Data for this exercise -

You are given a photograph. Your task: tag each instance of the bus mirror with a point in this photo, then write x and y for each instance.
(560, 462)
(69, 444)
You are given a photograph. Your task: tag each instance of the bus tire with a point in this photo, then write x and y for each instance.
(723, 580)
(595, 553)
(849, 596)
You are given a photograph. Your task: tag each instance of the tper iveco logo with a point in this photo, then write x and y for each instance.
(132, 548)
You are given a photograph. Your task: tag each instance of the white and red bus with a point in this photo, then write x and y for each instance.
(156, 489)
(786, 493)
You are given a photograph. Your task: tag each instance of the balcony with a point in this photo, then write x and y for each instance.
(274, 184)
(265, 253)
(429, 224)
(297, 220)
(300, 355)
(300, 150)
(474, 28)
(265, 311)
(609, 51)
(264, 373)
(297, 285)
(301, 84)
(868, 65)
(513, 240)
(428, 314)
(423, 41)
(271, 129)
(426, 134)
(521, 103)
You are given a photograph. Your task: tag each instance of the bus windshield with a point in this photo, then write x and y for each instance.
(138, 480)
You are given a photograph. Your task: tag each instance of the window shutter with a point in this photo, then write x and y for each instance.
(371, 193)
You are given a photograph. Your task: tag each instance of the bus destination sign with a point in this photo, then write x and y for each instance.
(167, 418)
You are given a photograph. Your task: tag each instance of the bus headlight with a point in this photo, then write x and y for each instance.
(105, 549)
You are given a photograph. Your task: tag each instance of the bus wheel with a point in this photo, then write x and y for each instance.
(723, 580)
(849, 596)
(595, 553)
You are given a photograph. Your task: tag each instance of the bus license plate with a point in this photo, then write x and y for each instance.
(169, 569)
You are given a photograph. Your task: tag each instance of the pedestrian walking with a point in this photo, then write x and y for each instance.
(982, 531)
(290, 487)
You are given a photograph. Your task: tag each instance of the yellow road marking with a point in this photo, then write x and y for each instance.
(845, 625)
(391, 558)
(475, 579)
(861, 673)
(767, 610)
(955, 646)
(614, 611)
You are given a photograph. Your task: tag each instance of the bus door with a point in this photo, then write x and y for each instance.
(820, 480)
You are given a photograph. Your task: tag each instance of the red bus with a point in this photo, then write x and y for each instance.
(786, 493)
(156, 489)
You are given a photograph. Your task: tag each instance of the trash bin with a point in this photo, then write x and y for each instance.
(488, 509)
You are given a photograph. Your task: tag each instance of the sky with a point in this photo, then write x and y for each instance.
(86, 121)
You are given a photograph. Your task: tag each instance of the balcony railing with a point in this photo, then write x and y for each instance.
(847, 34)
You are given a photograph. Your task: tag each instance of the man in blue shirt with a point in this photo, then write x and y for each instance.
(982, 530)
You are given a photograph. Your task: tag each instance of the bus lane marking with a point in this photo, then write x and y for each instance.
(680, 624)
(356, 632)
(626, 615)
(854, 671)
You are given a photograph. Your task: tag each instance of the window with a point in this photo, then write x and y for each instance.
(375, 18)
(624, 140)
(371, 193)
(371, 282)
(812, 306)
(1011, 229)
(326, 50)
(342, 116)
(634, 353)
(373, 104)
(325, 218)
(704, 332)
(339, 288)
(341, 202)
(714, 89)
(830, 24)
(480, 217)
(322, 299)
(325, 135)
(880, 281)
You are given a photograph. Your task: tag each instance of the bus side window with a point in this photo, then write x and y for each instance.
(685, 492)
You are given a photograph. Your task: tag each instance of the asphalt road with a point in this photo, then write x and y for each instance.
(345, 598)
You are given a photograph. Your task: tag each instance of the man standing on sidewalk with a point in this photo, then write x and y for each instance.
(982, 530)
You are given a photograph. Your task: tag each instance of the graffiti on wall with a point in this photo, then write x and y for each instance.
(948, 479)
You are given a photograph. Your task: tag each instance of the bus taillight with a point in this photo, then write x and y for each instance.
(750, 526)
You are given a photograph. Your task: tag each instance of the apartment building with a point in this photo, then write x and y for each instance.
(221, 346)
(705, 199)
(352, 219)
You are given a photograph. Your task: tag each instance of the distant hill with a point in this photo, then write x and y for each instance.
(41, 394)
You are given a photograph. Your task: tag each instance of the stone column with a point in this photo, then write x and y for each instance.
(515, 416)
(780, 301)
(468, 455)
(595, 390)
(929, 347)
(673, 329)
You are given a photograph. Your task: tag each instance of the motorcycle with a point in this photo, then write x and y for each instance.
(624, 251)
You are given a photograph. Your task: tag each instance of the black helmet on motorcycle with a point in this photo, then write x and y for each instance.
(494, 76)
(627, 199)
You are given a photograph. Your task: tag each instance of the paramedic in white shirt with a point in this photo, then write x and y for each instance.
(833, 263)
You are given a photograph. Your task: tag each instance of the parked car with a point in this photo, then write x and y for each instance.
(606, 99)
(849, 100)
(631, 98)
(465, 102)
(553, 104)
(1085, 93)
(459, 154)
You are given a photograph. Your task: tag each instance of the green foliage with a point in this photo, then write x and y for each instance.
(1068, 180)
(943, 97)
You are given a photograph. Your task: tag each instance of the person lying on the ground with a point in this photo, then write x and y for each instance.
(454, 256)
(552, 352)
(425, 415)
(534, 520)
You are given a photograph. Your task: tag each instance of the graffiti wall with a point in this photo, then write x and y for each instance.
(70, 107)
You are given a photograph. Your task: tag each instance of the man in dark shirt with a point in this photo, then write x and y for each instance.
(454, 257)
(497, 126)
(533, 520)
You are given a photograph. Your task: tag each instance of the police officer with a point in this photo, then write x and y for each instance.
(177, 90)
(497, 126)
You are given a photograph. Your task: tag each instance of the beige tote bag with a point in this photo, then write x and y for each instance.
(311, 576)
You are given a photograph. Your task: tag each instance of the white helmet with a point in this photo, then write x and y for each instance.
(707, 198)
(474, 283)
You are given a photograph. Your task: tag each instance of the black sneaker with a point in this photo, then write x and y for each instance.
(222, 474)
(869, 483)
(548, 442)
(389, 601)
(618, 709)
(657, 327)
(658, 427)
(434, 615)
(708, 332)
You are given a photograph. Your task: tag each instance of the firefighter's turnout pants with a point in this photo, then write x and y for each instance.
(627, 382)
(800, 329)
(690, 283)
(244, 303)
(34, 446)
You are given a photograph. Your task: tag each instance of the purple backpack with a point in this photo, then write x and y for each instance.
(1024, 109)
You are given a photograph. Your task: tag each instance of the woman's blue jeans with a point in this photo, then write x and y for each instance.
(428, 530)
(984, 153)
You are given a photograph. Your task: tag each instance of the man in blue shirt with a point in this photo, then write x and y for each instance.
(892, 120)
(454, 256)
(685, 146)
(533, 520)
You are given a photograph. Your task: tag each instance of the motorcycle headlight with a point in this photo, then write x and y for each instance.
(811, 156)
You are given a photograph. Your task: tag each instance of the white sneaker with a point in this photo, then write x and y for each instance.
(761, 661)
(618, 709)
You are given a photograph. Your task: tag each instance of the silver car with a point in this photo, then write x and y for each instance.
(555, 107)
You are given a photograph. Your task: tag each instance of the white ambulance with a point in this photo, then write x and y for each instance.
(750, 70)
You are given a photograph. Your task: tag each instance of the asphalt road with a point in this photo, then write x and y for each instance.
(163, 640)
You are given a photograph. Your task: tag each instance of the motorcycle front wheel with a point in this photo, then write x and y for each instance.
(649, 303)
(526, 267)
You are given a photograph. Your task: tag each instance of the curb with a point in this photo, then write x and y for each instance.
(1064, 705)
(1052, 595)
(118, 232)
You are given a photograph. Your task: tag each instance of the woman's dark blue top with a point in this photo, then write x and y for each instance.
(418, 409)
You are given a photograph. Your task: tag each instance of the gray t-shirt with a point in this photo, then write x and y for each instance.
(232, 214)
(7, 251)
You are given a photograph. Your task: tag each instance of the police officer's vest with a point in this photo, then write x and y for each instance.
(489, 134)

What you are asked to do -
Could you give all of the lines above again with each "instance" swapped for "occurrence" and nothing else changed?

Task solution -
You are given a photograph. Your task: tag each occurrence of the bus mirror with a point in this photo, then write x and y for each occurrence.
(560, 462)
(69, 444)
You are given a photograph. Your task: tag each occurrence of the bus tire with a point in this photo, then write x and y for each occurrence.
(723, 580)
(595, 553)
(849, 596)
You are given a photograph. Your task: tag each occurrence of the tper iveco logo with a point in this photo, then write x and y for each occurrence.
(132, 548)
You are given a photograph. Your task: tag each occurrence of the white and red bus with a point in this photo, then write x and y for each occurrence.
(156, 489)
(786, 493)
You are given a photograph. Your task: tag each occurrence of the balcony with a point in this photo, then write x and y for each occurrence.
(274, 184)
(265, 253)
(429, 224)
(297, 220)
(300, 355)
(300, 150)
(474, 28)
(265, 311)
(609, 51)
(264, 373)
(297, 285)
(301, 84)
(868, 65)
(513, 240)
(428, 314)
(423, 41)
(271, 129)
(426, 134)
(521, 103)
You are given a photograph. Your task: tag each occurrence of the bus windshield with a point in this photo, then write x and y for each occurrence.
(138, 480)
You are given a photograph. Your task: tag each occurrence of the window shutter with a point in this photo, then write x and y for each occurrence.
(371, 193)
You are given a photograph. Your task: tag each occurrence of the bus destination sign with a point in this photo, then write x and y for each occurrence.
(167, 418)
You are given a photograph. Your task: tag each occurrence of the bus headlight with a point in this photo, then write x and y for each occurrence.
(105, 549)
You are given a photograph. Your task: tag each occurrence of the bus wheel with a point in this photo, then write x and y for each occurrence.
(723, 580)
(849, 596)
(595, 553)
You are given a photograph. Your task: tag each occurrence of the bus license plate with a point in this photo, then write x and y for each occurrence.
(169, 569)
You are given a photograph. Your task: tag each occurrence of the pedestrian walking with a point in this photo, then write x and y for each occurrence.
(982, 531)
(290, 487)
You are given a photograph. Your task: tag each occurrence of the yellow road marking with a point in this photo, then write x and y for each occurrence.
(845, 625)
(391, 558)
(475, 579)
(861, 673)
(767, 610)
(955, 646)
(614, 611)
You are given a photograph. Your task: tag each occurrence of the bus door with a point in this photo, then write x and y for each occurrence.
(820, 480)
You are given a photograph. Your task: tag each occurrence of the red bus with a point in this photo, then write x and y for each occurrence.
(786, 493)
(156, 489)
You are given a photograph. Your task: tag each occurrence of the trash bin with a point in this photo, then write x and y for each occurrence.
(488, 509)
You are given a photograph. Your task: tag each occurrence of the sky with a point in this photo, then write x and y for each occurrence.
(86, 121)
You are given a photograph. Your task: tag each occurrence of the balcony railing with a point in this photo, then write x and y for each occurrence.
(847, 34)
You are given a photograph. Your task: tag each occurrence of the man in blue shirt with a point in this photo, then write x and y for each occurrence.
(982, 530)
You are given a photograph. Your task: tag each occurrence of the bus lane marking with a point in this photo, then write x and y for each occurrence.
(680, 624)
(356, 632)
(626, 615)
(854, 671)
You are given a photograph. Your task: tag each occurrence of the window with a point in this photo, then write x and y for each occurrence.
(375, 18)
(624, 140)
(371, 193)
(371, 282)
(812, 306)
(1011, 229)
(326, 50)
(342, 116)
(634, 353)
(373, 104)
(325, 218)
(704, 332)
(339, 288)
(341, 202)
(714, 89)
(830, 24)
(480, 217)
(322, 299)
(325, 135)
(880, 281)
You are given a photograph. Your task: tag each occurrence of the bus side window with a point in this photo, then write x and y for each occurrence.
(685, 492)
You are given a photograph. Your task: tag each occurrence of the asphalt road with a point in this photo, then write x and y for each occurrence.
(345, 598)
You are given a photograph. Your task: tag each occurrence of the man standing on sidewalk with a point in this photo, then write x and y for each occurrence.
(982, 530)
You are given a photograph. Your task: tag each occurrence of the graffiti on wall with a point in this photo, then write x and y for each occurrence.
(948, 479)
You are given a photograph. Your task: tag each occurrence of the bus taillight with a point in this photo, then write x and y for each occurrence.
(750, 526)
You are given a photograph. Your task: tag each occurrence of the apartment building with a point in this photo, then write x and y for each occurrence.
(221, 346)
(705, 199)
(352, 219)
You are given a photograph. Your task: tag each occurrence of the distant hill with a point in this photo, then write x and y for each occurrence.
(41, 394)
You are given a photograph. Your task: tag each occurrence of the stone column with a point in this photo, then write x and y for each occurrence.
(515, 416)
(780, 301)
(468, 455)
(595, 390)
(929, 347)
(673, 329)
You are given a photograph. Your task: tag each occurrence of the motorcycle with a point in this photo, then write x and y for each occurrence.
(624, 251)
You are given a photograph. Your task: tag each occurrence of the black helmet on motorcycle with a point in this photo, then write x and y for each occurrence.
(494, 76)
(627, 199)
You are given a photograph. Your task: tag each occurrence of the paramedic in white shirt with a point in this photo, then write x and y for each occurrence.
(833, 263)
You are given a photograph. Your task: tag each occurrence of the parked car with a point in this photo, then write x and y for each occurrence.
(606, 99)
(849, 100)
(631, 98)
(465, 102)
(553, 104)
(1085, 93)
(459, 154)
You are given a photograph. Your task: tag each occurrence of the green foliage with a point in this photo, then write x and y for each occurrence.
(1068, 180)
(943, 97)
You are given a photograph. Your task: tag each occurrence of the person lying on the ground with a point in this photo, then write x and y for each occurrence.
(454, 256)
(552, 352)
(425, 415)
(534, 520)
You are given a photograph. Your task: tag each occurrence of the graffiti wall with a point in this photo, then write x and y for each occurrence.
(70, 107)
You are given a photograph. Your task: tag each occurrence of the man in dark shirt with a point in this photo, then write x and y for each occurrence.
(454, 257)
(497, 126)
(533, 520)
You are given a photograph. Your task: tag each occurrence of the police officer with a point in this photo, then write x and y for each occurrence.
(177, 90)
(497, 126)
You are given a photograph. Your task: tag each occurrence of the beige tote bag with a point in this photo, then write x and y for each occurrence.
(311, 576)
You are given a photograph. Your task: tag each occurrence of the white helmet with a point in this photo, then write x and y for each occurrence.
(707, 198)
(474, 283)
You are given a photograph. Your task: tag each occurrence of the black sneaker with a point in this photo, then write x and y for each occurrence.
(222, 474)
(869, 483)
(548, 442)
(389, 601)
(618, 709)
(657, 327)
(658, 427)
(434, 615)
(708, 332)
You are given a photograph. Your task: tag each occurrence of the firefighter's turnout pants with a point in this photo, then write x and y for each occurrence.
(627, 382)
(800, 329)
(690, 283)
(244, 303)
(34, 446)
You are given a photograph. Your task: tag each occurrence of the purple backpack with a point in this photo, then write x and y for each occurrence.
(1024, 109)
You are given a photograph. Your task: tag each occurrence of the woman's blue jeans with a point in this photo, then write x and y for each occurrence.
(428, 530)
(984, 153)
You are given a photograph. Your task: tag each occurrence of the man in blue shirt with a point in this photo, then write x and y for each occurrence.
(892, 120)
(454, 256)
(685, 146)
(533, 520)
You are given a photograph. Your task: tag each occurrence of the motorcycle headlight with a point in this photo, then write x and y for each occurrence.
(811, 156)
You are given a photograph. Your task: tag each occurrence of the white sneaker with a point in this photo, then write x and y for each occurrence.
(761, 661)
(618, 709)
You are given a photograph. Your task: tag each occurrence of the silver car with a point in this photo, then write x and y for each occurrence.
(555, 107)
You are given a photograph. Your task: tag each occurrence of the white ambulance with a point in this photo, then write x and y for each occurrence.
(750, 70)
You are given a photograph. Your task: tag each occurrence of the asphalt road with a point in this photo, then write x and y for each occurrence.
(163, 640)
You are given a photograph. Your task: tag each occurrence of the motorcycle front wheel with a point in this photo, then write x and y for each occurrence.
(649, 303)
(526, 267)
You are given a photograph. Your task: tag each occurrence of the curb with a point in this photo, then write x and y for each occurrence.
(1064, 705)
(1052, 595)
(118, 232)
You are given a photograph. Your task: tag each occurrence of the woman's dark blue top with a point in this photo, then write x and y for each occurrence.
(418, 409)
You are given a photograph. Your task: tag each occurrence of the gray t-shirt with a point in this photo, then write x and y for each occurrence.
(232, 214)
(7, 251)
You are given a photograph. Your task: tag each occurrence of the police officer's vest with a point in this photo, then write x and y for each occurrence.
(489, 134)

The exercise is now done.